● **Problem description**:
Write out exactly the lines running from the one that contains "Query: dome finial" through the end of the material.

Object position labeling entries
• • • •
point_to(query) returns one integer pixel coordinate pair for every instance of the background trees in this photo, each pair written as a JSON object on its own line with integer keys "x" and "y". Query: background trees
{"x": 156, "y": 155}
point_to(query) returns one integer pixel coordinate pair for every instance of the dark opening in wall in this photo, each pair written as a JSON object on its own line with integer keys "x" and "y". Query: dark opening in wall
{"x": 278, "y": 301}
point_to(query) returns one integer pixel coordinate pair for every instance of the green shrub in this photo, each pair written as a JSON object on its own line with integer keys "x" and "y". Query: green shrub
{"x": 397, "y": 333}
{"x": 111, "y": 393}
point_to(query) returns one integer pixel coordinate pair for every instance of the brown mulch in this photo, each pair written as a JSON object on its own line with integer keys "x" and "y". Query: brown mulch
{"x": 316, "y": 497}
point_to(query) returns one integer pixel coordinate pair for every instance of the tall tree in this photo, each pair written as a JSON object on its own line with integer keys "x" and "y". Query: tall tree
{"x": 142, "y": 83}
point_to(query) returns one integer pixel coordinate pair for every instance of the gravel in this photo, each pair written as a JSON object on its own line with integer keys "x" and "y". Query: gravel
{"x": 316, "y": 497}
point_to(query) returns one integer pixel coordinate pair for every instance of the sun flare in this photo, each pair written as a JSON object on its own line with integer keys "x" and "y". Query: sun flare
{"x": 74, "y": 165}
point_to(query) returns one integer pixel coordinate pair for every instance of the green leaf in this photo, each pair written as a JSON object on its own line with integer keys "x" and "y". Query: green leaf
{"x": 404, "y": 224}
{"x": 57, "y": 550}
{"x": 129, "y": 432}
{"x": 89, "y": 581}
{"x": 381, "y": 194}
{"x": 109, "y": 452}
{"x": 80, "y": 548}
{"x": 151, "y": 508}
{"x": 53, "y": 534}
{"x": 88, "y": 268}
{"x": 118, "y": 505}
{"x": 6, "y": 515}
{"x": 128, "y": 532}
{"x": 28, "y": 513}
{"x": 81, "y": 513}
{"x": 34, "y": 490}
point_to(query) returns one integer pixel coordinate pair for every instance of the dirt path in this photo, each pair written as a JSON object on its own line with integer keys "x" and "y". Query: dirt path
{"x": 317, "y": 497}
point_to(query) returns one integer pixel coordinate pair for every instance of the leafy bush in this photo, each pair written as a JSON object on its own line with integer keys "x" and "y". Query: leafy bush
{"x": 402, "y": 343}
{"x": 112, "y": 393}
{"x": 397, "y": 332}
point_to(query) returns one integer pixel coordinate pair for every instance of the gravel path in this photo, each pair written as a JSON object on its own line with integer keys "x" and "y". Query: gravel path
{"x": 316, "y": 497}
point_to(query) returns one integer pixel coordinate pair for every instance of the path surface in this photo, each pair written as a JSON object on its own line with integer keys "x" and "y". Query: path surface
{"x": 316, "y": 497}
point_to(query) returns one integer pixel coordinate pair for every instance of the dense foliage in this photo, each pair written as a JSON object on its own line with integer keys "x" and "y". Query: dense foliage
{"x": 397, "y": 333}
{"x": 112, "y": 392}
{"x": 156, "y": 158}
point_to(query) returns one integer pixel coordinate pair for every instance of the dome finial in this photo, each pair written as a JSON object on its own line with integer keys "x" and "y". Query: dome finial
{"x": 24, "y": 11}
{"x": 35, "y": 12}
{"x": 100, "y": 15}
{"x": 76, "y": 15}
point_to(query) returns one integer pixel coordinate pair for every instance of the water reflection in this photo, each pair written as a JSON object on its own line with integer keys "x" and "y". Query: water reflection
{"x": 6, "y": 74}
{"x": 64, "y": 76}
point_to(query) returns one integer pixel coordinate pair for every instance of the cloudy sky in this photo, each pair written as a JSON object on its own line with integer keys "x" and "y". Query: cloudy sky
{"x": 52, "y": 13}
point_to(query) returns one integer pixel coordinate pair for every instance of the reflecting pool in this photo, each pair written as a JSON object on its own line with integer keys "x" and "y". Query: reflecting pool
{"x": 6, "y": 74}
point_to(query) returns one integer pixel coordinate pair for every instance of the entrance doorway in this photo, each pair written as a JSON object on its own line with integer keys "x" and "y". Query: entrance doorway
• • • •
● **Exercise response**:
point_to(query) returns one integer pixel coordinate pair for every instance of the dome finial in this photo, each pair written as a JSON object on its own line with integer keys "x" and "y". Query: dome finial
{"x": 24, "y": 11}
{"x": 35, "y": 12}
{"x": 100, "y": 15}
{"x": 76, "y": 15}
point_to(query) returns one integer pixel coordinate pair for every instance of the water reflection in this photo, each pair written as a JSON object on its own line with integer keys "x" and "y". Query: water reflection
{"x": 6, "y": 74}
{"x": 64, "y": 76}
point_to(query) returns one integer pixel coordinate pair for every instance of the cloudy sky in this photo, each pair written as a JSON object on its own line with integer keys "x" and "y". Query: cloudy sky
{"x": 52, "y": 13}
point_to(query) returns one integer pixel coordinate pair for every instance of the reflecting pool in this photo, each pair written as a JSON object on its own line with integer keys "x" and "y". Query: reflecting pool
{"x": 6, "y": 74}
point_to(query) returns one integer pixel coordinate pair for every instance of the entrance doorway in this photo, each pair written as a JSON object on its own line with integer keys "x" and "y". Query: entrance doorway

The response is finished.